- **DESCRIPTION OF THE TASK**: Would you reproduce each line below exactly, leaving every picture out?

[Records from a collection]
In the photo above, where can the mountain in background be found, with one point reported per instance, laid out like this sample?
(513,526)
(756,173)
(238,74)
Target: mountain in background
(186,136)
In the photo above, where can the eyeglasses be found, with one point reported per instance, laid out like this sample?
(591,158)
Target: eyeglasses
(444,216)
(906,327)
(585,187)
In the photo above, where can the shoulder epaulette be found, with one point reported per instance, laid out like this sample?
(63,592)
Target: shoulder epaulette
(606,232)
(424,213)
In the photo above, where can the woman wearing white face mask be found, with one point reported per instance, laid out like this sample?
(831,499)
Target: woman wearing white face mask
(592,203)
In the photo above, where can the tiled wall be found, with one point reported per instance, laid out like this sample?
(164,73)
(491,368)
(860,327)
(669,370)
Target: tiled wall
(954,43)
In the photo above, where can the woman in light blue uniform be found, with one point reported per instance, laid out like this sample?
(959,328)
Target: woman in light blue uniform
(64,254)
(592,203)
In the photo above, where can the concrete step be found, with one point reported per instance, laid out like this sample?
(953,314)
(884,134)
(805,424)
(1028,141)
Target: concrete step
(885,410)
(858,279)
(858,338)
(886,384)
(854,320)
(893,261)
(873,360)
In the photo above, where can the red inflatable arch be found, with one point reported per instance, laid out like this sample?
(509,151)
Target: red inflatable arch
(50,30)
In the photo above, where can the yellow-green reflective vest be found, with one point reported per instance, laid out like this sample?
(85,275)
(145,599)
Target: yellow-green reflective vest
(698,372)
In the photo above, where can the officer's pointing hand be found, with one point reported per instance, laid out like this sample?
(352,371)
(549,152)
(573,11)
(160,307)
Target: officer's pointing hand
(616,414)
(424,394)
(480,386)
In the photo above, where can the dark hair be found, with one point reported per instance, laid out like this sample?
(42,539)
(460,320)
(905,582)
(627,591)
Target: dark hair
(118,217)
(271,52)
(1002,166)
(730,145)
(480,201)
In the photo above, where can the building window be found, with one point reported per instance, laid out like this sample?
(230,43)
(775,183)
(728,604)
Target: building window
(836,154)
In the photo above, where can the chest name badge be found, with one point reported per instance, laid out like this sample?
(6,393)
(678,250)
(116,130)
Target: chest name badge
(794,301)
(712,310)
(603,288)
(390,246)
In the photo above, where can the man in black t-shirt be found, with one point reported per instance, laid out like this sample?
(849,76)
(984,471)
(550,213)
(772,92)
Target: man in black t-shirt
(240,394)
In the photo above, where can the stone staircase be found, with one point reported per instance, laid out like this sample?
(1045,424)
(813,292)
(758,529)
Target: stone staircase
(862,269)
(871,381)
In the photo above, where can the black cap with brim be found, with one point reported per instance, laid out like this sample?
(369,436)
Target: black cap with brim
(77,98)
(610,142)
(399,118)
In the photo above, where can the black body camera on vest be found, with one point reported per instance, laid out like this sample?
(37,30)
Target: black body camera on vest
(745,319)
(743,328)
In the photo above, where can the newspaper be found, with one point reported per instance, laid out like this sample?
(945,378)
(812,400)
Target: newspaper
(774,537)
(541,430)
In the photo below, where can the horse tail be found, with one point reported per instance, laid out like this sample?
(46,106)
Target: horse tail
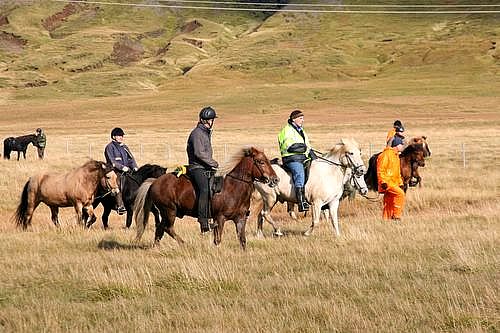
(22,209)
(142,206)
(371,178)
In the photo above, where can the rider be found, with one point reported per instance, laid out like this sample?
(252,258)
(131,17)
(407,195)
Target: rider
(41,142)
(295,149)
(201,163)
(397,129)
(389,179)
(119,156)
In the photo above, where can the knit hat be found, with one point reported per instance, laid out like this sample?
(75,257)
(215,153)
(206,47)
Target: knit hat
(296,114)
(397,140)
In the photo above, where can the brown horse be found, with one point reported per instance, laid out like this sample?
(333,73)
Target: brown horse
(415,177)
(175,197)
(76,188)
(412,156)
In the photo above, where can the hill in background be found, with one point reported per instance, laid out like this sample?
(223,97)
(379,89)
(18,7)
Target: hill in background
(53,49)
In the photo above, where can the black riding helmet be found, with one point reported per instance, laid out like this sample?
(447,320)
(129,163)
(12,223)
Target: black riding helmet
(117,131)
(207,113)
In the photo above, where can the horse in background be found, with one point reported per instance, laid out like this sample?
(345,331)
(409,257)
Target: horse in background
(175,197)
(324,188)
(75,188)
(410,158)
(129,184)
(415,177)
(19,144)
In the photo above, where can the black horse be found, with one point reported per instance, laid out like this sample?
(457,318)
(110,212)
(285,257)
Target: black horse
(19,144)
(129,183)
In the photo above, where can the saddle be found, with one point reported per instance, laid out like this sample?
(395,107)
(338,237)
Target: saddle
(215,182)
(307,167)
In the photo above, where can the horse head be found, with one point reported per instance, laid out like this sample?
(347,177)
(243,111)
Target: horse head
(351,158)
(423,141)
(261,169)
(110,181)
(416,153)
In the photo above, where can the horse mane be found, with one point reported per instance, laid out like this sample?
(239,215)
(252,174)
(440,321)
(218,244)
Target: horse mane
(234,160)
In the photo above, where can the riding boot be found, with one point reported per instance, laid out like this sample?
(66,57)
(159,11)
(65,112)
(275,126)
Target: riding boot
(301,199)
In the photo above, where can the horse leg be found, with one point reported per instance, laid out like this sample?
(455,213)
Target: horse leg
(291,211)
(333,208)
(128,219)
(105,216)
(240,230)
(54,210)
(219,229)
(79,212)
(316,212)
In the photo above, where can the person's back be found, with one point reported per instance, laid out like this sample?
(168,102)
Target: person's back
(202,164)
(41,142)
(389,179)
(294,148)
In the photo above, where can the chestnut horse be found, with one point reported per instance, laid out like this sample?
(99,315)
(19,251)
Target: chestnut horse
(412,156)
(75,188)
(175,197)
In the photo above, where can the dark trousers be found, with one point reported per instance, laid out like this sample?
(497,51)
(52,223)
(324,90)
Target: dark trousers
(200,180)
(41,151)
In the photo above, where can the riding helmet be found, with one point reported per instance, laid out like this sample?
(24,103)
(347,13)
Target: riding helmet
(117,131)
(207,113)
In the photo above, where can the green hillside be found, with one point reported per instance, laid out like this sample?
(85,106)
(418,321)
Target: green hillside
(53,49)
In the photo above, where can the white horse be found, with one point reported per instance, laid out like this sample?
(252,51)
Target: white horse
(325,186)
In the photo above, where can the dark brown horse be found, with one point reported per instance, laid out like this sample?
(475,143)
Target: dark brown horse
(412,156)
(19,144)
(75,188)
(129,184)
(175,197)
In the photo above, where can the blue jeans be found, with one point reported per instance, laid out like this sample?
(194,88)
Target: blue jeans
(298,174)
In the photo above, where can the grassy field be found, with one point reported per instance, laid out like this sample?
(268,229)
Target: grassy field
(437,270)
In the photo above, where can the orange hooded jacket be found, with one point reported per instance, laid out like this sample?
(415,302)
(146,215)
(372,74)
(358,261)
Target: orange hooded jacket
(389,169)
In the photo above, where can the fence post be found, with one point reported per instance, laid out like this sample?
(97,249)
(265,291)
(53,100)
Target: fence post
(463,155)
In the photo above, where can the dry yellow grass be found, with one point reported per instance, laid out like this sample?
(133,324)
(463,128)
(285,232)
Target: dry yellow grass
(438,270)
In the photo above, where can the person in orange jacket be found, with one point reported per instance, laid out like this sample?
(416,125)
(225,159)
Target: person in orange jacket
(396,130)
(389,180)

- **OUTPUT OF THE EXERCISE**:
In the photo above, where can the mountain in background be found, with one point reported per instance, laid out like this sample?
(513,526)
(756,173)
(238,74)
Target: mountain in background
(186,136)
In the photo above, where can the eyeglasses be found, with one point reported per instance, laid out like this sample?
(591,158)
Target: eyeglasses
(444,216)
(906,327)
(585,187)
In the photo above, where can the shoulder epaulette be found, with one point reported per instance, laid out like this sample?
(63,592)
Target: shoulder epaulette
(606,232)
(424,213)
In the photo above, where can the woman wearing white face mask be found, with one point reported per instance, laid out like this sample?
(831,499)
Target: woman wearing white face mask
(592,203)
In the photo above, where can the tiled wall be found, with one point reported per instance, laid out like this sample?
(164,73)
(491,368)
(860,327)
(669,370)
Target: tiled wall
(954,43)
In the photo above, where can the woman in light blue uniform be found, with one point reported per instance, laid out like this sample?
(959,328)
Target: woman in light blue uniform
(64,254)
(592,203)
In the photo above, where can the concrete step be found, with one point reported per instance, laid out like this sample?
(953,314)
(884,134)
(805,424)
(1028,141)
Target: concrete step
(885,410)
(858,279)
(858,338)
(886,384)
(854,320)
(893,261)
(873,360)
In the photo above, where can the red inflatable arch be found, with one point reported per instance, laid out like this sample?
(509,151)
Target: red inflatable arch
(50,30)
In the photo above, where can the yellow-green reflective vest be found, with one point reported per instance, laid out like this sample?
(85,275)
(145,599)
Target: yellow-green reflective vest
(698,372)
In the photo above, where can the officer's pointing hand be found, with one point reported per instance, laid out like this sample?
(352,371)
(549,152)
(573,11)
(160,307)
Target: officer's pointing hand
(616,414)
(424,394)
(480,386)
In the photo above, where can the dark hair be found, with one point reported per instance, laid out like this sample?
(42,539)
(460,320)
(905,582)
(627,591)
Target: dark hair
(118,217)
(271,52)
(1002,166)
(730,145)
(480,201)
In the photo above, where can the building window be found, with one point reported per instance, laid out like this sample?
(230,43)
(775,183)
(728,604)
Target: building window
(836,154)
In the photo above, where can the chest name badge be found, with one point reported per instance, laid out like this sample?
(6,393)
(678,250)
(116,130)
Target: chest name badge
(794,301)
(712,310)
(603,288)
(390,246)
In the photo above, where can the man in black t-shirt be found, with one point reported per instance, laid out like this sample?
(849,76)
(984,471)
(550,213)
(772,92)
Target: man in black t-shirt
(240,394)
In the photo above, where can the stone staircase be found, with one point reported per instance, laid out like this sample?
(1045,424)
(813,292)
(758,529)
Target: stone staircase
(862,269)
(871,381)
In the photo above, where can the black cap with brim be found, with one point reported per instance, laid out like this sample?
(369,436)
Target: black cap with brim
(77,98)
(610,142)
(399,118)
In the photo above, where can the black body camera on vest be found, with one point reported per instance, laid out like this sample?
(37,30)
Target: black body camera on vest
(745,319)
(743,328)
In the photo above, where can the newspaper be found, with one point reported per instance, laid out like this sample?
(945,378)
(812,400)
Target: newspaper
(774,537)
(541,430)
In the photo below, where can the horse tail be found, with one point reported per instance, laid out like this sample?
(46,106)
Target: horse tail
(22,209)
(142,206)
(371,178)
In the photo above, where can the rider be found, with one point reported per instance, laid out like this sample?
(252,258)
(131,17)
(407,195)
Target: rider
(41,142)
(295,149)
(201,163)
(397,129)
(389,179)
(119,156)
In the photo above, where can the knit hat be found, with one point reported per instance, laid out like this sample?
(75,257)
(215,153)
(206,47)
Target: knit hat
(296,114)
(397,140)
In the photo above, where can the brown horse be found, with one point reported per instance, laid out like this sample?
(333,73)
Target: brown horse
(415,177)
(175,197)
(76,188)
(412,156)
In the photo above, where can the hill in background be found, with one point reported per instance, laid out like this sample?
(223,97)
(379,89)
(18,7)
Target: hill in background
(53,49)
In the photo above, where can the black riding helmet be found, with one point reported per instance, laid out like this sample?
(447,320)
(129,163)
(12,223)
Target: black riding helmet
(117,131)
(207,113)
In the photo above, where can the horse in background be found, with one point reported per instance, laid out like this sample?
(345,331)
(409,257)
Target: horse in background
(175,197)
(324,188)
(75,188)
(410,158)
(129,184)
(415,177)
(19,144)
In the photo above, where can the black horse be found, with one point reported per instance, laid out like this sample?
(457,318)
(110,212)
(285,257)
Target: black horse
(19,144)
(129,183)
In the photo above, where can the saddle be found, with one point reported per instance, laid out like this sample?
(395,107)
(338,237)
Target: saddle
(215,182)
(307,167)
In the photo above, where can the horse head be found, with one point reported per instance, laid out like this sample?
(347,177)
(243,111)
Target: horse head
(351,158)
(423,141)
(261,169)
(110,181)
(416,153)
In the photo above, where can the horse mane be found, with one point reported per instance, laid out like this sample?
(239,215)
(252,174)
(440,321)
(218,244)
Target: horse mane
(234,160)
In the photo above, where can the riding boot be found, with one point reported per instance, laid out like this sample?
(66,57)
(159,11)
(65,112)
(275,126)
Target: riding boot
(301,199)
In the photo above, where can the horse leg be found, with one point reported per instance, laid out like this sample?
(455,213)
Target: horse leg
(291,211)
(333,208)
(128,219)
(105,216)
(240,230)
(54,210)
(219,229)
(79,212)
(316,212)
In the photo above, where can the person's back be found, with one point reported per instance, laid out like this sample?
(168,102)
Target: person's back
(202,164)
(41,142)
(389,179)
(294,148)
In the photo above, where can the chestnut horse be found, with one point reported per instance, laid out like this sample?
(99,315)
(19,251)
Target: chestnut horse
(412,156)
(75,188)
(175,197)
In the photo above, where can the dark trousers be found, with one point reported per instance, laid out like this sample?
(497,51)
(52,223)
(324,90)
Target: dark trousers
(200,180)
(41,151)
In the photo above, where can the riding helmet be found, with one point reported per instance, laid out like this sample?
(24,103)
(347,13)
Target: riding helmet
(117,131)
(207,113)
In the photo above, where can the green hillside be found, with one point reported per instance, laid out like this sample?
(85,106)
(418,321)
Target: green hillside
(53,49)
In the photo above, where can the white horse be found, with one point reported per instance, laid out like this sample?
(252,51)
Target: white horse
(325,186)
In the photo above, where can the dark brown horse be found, with one point reported per instance, laid out like this sample?
(475,143)
Target: dark brown horse
(412,156)
(19,144)
(75,188)
(129,184)
(175,197)
In the photo above, where can the blue jeans be found, with one point reported per instance, laid out like this sample?
(194,88)
Target: blue jeans
(298,174)
In the photo above, where can the grassy field be found, with one point reported per instance, laid out like this sample?
(268,229)
Target: grassy field
(437,270)
In the photo above, where can the orange hooded jacket be found, with one point reported per instance, laid out like this sample?
(415,302)
(146,215)
(372,74)
(358,261)
Target: orange hooded jacket
(389,169)
In the photo above, where can the fence post be found, with one point reported per instance, laid out like this sample?
(97,249)
(265,291)
(53,100)
Target: fence post
(463,155)
In the photo above, where can the dry yellow grass be found, with one point reported per instance, laid out like this sample?
(133,324)
(463,128)
(285,232)
Target: dry yellow grass
(438,270)
In the photo above, where can the person in orange jacket be found, with one point reported per instance, laid out like this sample?
(416,125)
(225,159)
Target: person in orange jacket
(396,130)
(389,180)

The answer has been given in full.